[Data shown]
::::::::
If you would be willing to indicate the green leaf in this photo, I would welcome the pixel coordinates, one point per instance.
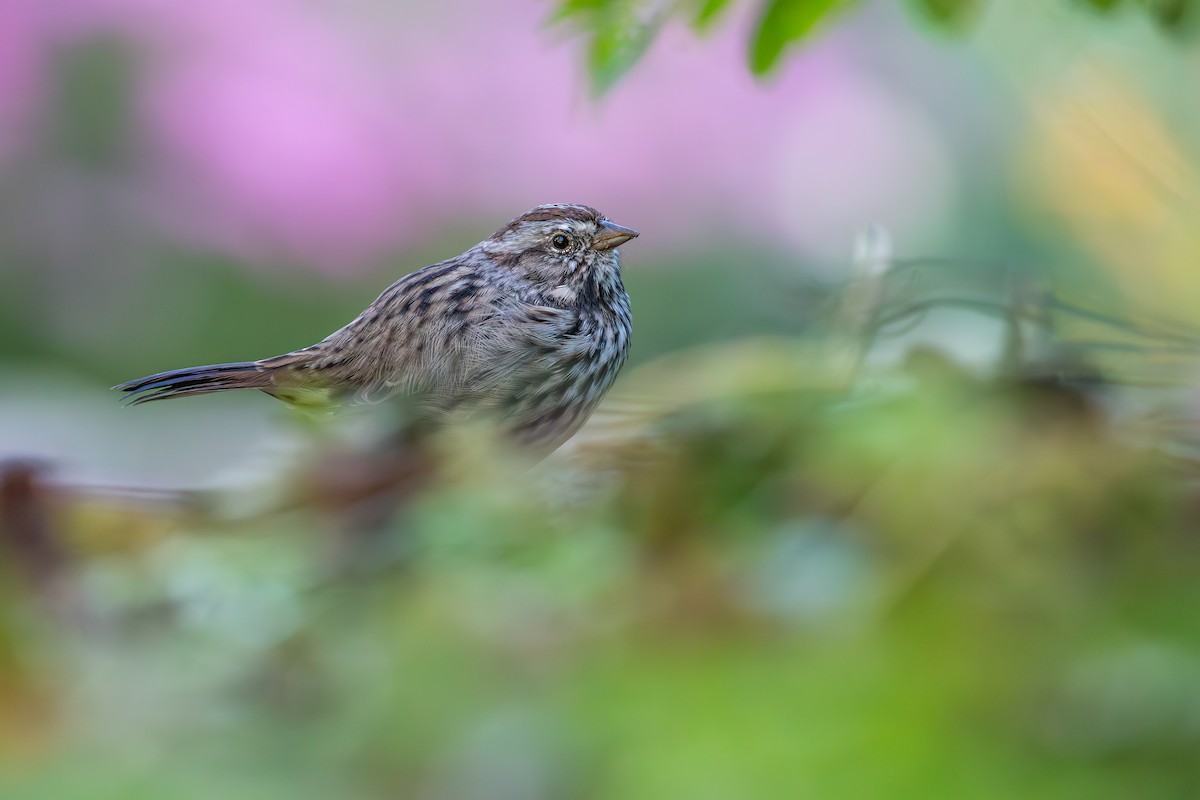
(783, 23)
(619, 31)
(1169, 13)
(707, 12)
(951, 14)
::::::::
[Task brief] Each line of the listing above must be given again exactly; the pictures are to be left out.

[Solution to the exercise]
If you would be willing to indicate the green leaf in this photo, I would welcome the pixel coordinates, one point per instance.
(783, 23)
(619, 31)
(1169, 13)
(707, 12)
(951, 14)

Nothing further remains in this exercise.